** Start of EXTRACT TO READ **

One of the most fascinating and heartwarming things about the boatbuilding business is the universally friendly helpfulness of the many visitors we have. They are not, for the most part, people with, as you might say, an axe to grind-or a plane to be adjusted, or even a check to press into our embarrassed hand as down payment on a new design. Not at all. They come because they like us, and they like the smells around the shop that speak of cedar shavings, wood preservatives, and certain little creatures who have discovered good digging under the boiler.
These visitors are not ignorant. They are keen students of yacht design and boatbuilding, ever willing to help with a bit of friendly advice, or a quick demonstration of how Manny (whose shop they visited on last week’s day off) fits a beam in less than half the time we’re likely to need for the same job. And when they say, “Do you really think this stuff is fit for planking”-or, ”My gahd, don’t tell me you’re still using iron keels and galvanized bolts!” – we feel properly grateful and almost at a loss for words. Almost, but not quite.
Therefore, having arrived at the subject of ballast keels, and in full awareness of my vow to avoid contention concerning matters of design, I’d like to attempt to justify that hunk of weight, to describe what it’s made of and why it’s shaped the way it is.
Outside iron
There are still some who, steeped in the lore of Friendship sloops, sandbaggers, Brixham trawlers, and seasickness cures, maintain that all ballast should be inside, anyway. I have given up fighting the battle of sail-carrying power (“After all-admit it-if you want to go to windward, you turn on the engine”), and have even stopped pointing out that lead inside is fully as expensive as lead outside, and terribly dangerous if the boat rolls completely over. I even dare suggest that some of those encapsulated-birdshot ballast systems in the plastic boats will bear watching, too. All I do now is give the inside-ballast man a flatiron and suggest he hit the bench with it, twice-once with his hand on top of the iron, and once with his hand underneath. If you have never run a boat aground and feel completely confident that you never will, then this demonstration does not apply; but if you are half as timid and bumbling as I am, you’ll be happy in the thought that the weight is already at the bottom of the pile.

** End of EXTRACT TO READ **
** Start of EXTRACTED RECORDS **

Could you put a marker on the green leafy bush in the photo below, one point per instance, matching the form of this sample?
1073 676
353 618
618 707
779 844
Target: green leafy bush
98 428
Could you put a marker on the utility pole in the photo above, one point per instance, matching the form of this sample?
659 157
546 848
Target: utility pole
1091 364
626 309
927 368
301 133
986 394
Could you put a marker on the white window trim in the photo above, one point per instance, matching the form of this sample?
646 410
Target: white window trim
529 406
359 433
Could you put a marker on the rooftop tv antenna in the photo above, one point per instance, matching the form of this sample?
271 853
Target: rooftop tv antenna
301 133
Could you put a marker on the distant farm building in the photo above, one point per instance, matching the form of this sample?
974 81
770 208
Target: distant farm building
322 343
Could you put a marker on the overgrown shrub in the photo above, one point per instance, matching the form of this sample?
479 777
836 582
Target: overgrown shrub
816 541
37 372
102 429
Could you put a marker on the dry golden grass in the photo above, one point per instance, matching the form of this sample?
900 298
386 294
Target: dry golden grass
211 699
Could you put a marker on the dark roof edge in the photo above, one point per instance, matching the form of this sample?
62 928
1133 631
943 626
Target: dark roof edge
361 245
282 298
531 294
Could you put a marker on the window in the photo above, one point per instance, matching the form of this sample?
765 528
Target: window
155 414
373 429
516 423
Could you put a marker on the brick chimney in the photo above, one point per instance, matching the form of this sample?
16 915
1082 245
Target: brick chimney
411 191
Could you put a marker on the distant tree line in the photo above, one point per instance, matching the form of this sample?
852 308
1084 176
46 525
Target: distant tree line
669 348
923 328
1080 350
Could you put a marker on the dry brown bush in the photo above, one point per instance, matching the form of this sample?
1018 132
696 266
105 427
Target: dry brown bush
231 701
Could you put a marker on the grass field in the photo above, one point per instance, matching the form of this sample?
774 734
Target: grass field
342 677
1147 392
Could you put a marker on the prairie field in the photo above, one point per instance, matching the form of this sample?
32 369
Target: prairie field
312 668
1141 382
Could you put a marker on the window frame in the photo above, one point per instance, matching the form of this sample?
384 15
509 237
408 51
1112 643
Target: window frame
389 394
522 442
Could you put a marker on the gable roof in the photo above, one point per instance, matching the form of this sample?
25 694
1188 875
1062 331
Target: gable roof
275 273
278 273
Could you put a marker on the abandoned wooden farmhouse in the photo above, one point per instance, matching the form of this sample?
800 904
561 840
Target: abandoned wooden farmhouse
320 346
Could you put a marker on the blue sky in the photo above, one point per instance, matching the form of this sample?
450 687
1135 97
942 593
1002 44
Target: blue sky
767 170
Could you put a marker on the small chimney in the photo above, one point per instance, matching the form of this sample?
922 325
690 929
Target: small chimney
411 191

** End of EXTRACTED RECORDS **

● SET EXERCISE 1
Quote the boatbuilding text from "These visitors are" up to and including "the way it is.".
● SET EXERCISE 2
Put this sentence from the boatbuilding text into Spanish: "They come because they like us, and they like the smells around the shop that speak of cedar shavings, wood preservatives, and certain little creatures who have discovered good digging under the boiler."

● COMPLETE RESPONSE 1
These visitors are not ignorant. They are keen students of yacht design and boatbuilding, ever willing to help with a bit of friendly advice, or a quick demonstration of how Manny (whose shop they visited on last week’s day off) fits a beam in less than half the time we’re likely to need for the same job. And when they say, “Do you really think this stuff is fit for planking”-or, ”My gahd, don’t tell me you’re still using iron keels and galvanized bolts!” – we feel properly grateful and almost at a loss for words. Almost, but not quite.
Therefore, having arrived at the subject of ballast keels, and in full awareness of my vow to avoid contention concerning matters of design, I’d like to attempt to justify that hunk of weight, to describe what it’s made of and why it’s shaped the way it is.

● COMPLETE RESPONSE 2
Vienen porque les caemos bien, y les gustan los olores del taller que hablan de virutas de cedro, de conservantes para la madera y de ciertos bichitos que han descubierto un buen lugar para excavar debajo de la caldera.